■ **Short problem**: Please rewrite the part of the data that opens with the line containing "Find the fork" and closes with the line containing "pixel 221 280" as a JSON list of strings, one string per line, with blank lines left out.

········

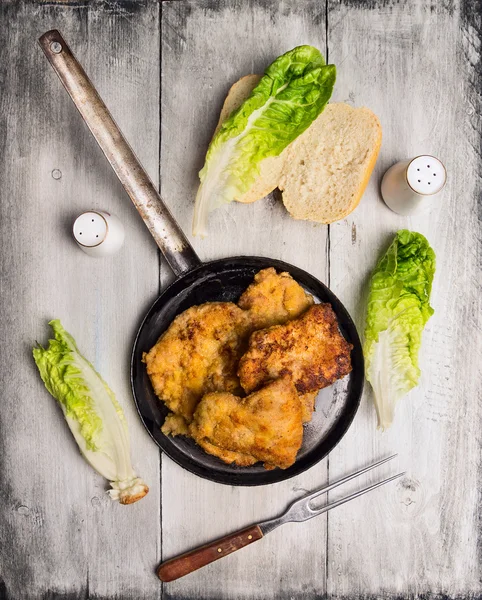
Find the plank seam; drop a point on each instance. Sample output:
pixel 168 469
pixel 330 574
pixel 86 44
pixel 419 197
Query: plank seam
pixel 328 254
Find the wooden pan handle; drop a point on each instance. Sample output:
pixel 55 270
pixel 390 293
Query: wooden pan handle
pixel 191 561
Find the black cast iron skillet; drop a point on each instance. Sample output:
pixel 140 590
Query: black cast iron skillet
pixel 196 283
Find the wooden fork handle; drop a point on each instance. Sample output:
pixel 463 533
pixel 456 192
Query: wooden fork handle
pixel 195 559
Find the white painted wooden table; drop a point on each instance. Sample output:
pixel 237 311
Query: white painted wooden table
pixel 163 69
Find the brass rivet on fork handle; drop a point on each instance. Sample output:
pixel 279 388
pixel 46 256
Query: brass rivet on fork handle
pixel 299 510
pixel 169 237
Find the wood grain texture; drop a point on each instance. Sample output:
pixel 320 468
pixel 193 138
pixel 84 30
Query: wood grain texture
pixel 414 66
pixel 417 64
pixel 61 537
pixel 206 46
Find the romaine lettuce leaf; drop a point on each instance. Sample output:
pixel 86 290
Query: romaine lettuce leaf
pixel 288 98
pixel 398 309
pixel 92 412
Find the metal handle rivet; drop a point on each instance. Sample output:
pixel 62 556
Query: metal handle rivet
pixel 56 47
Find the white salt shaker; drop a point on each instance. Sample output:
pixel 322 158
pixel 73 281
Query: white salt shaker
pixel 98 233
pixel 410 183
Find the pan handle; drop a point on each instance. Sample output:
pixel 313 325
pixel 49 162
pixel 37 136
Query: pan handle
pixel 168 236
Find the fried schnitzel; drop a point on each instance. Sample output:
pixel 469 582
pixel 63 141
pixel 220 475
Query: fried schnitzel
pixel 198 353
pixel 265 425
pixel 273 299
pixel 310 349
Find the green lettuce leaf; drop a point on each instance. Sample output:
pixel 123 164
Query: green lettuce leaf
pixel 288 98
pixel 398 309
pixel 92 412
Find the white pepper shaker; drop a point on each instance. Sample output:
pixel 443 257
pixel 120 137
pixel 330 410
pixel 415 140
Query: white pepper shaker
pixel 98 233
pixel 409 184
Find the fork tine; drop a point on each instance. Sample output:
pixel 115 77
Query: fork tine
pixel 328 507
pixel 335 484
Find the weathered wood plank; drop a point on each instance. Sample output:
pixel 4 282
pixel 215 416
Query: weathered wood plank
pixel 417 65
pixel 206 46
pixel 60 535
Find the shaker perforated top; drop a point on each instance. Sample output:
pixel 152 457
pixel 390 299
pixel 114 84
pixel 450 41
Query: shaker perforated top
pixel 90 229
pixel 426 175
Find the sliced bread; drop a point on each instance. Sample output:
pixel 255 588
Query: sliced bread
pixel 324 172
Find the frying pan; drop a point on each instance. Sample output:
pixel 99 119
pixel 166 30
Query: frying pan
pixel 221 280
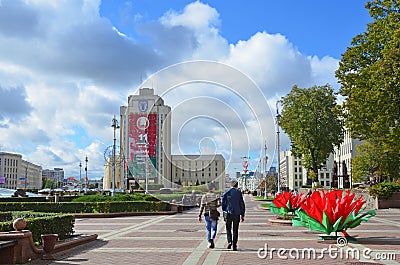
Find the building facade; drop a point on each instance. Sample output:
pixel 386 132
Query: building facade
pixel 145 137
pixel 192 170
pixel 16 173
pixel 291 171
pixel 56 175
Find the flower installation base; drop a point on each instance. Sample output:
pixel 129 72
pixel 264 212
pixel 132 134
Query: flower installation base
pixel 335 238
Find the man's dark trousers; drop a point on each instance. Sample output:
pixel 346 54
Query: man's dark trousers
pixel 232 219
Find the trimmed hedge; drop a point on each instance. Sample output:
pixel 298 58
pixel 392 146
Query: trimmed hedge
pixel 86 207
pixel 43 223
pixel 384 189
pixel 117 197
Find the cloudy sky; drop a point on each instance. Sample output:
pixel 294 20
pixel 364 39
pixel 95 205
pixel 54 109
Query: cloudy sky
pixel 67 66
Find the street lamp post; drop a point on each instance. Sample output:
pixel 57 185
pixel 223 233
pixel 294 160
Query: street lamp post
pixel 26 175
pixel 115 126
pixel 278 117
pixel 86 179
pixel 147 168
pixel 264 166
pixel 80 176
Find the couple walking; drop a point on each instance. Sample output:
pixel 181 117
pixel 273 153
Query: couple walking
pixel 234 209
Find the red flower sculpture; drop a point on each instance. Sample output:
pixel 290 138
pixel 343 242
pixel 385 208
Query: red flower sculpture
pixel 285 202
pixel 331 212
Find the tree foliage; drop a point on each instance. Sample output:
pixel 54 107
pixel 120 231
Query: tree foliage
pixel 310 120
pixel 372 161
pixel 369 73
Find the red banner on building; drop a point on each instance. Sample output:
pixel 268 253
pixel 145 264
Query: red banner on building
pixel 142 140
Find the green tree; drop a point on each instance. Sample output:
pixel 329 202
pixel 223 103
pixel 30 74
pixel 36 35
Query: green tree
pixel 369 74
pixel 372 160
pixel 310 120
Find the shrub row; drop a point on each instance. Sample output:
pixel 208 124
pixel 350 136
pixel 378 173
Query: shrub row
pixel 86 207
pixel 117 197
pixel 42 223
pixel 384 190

········

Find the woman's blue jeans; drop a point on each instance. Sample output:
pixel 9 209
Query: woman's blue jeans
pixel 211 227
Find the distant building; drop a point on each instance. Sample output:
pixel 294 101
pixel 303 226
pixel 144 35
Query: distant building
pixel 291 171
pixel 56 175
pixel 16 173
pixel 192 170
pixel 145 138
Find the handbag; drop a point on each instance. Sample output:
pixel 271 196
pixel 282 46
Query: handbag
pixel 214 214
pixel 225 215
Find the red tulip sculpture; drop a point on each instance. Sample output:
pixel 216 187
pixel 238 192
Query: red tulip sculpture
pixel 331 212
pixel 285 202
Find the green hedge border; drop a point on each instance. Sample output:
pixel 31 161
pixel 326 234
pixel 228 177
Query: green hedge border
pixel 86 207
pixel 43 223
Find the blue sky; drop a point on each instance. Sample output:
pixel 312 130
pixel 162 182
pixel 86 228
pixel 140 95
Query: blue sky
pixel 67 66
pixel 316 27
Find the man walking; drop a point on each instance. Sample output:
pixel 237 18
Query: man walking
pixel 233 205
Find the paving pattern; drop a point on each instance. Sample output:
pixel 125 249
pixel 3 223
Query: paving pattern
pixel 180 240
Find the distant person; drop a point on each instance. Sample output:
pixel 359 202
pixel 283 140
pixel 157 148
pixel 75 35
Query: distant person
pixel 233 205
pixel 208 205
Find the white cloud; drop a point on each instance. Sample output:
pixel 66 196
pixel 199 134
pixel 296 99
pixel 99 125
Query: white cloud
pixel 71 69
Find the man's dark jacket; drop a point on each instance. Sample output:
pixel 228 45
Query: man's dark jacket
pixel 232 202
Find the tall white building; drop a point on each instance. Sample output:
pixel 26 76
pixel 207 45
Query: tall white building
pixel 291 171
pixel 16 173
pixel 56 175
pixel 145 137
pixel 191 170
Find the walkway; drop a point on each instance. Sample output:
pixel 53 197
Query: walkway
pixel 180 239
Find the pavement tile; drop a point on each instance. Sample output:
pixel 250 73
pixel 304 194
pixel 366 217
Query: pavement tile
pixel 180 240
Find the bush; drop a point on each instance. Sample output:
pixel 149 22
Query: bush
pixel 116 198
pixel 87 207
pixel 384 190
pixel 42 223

········

■ **Response to the exercise**:
[
  "Find the fork tine; drop a point on each instance. Sample output:",
  "pixel 115 77",
  "Query: fork tine",
  "pixel 328 507",
  "pixel 335 484",
  "Find the weathered wood plank; drop a point on each instance. Sample output:",
  "pixel 4 282",
  "pixel 215 416",
  "Query: weathered wood plank",
  "pixel 417 65",
  "pixel 206 46",
  "pixel 60 535",
  "Find the shaker perforated top; drop a point on each instance. Sample output:",
  "pixel 152 457",
  "pixel 390 299",
  "pixel 114 84",
  "pixel 450 41",
  "Query: shaker perforated top",
  "pixel 90 229",
  "pixel 426 175",
  "Find the sliced bread; drop a point on each instance. Sample output:",
  "pixel 255 588",
  "Query: sliced bread",
  "pixel 324 172",
  "Find the frying pan; drop a point on each instance. Sample output:",
  "pixel 99 119",
  "pixel 166 30",
  "Query: frying pan",
  "pixel 221 280"
]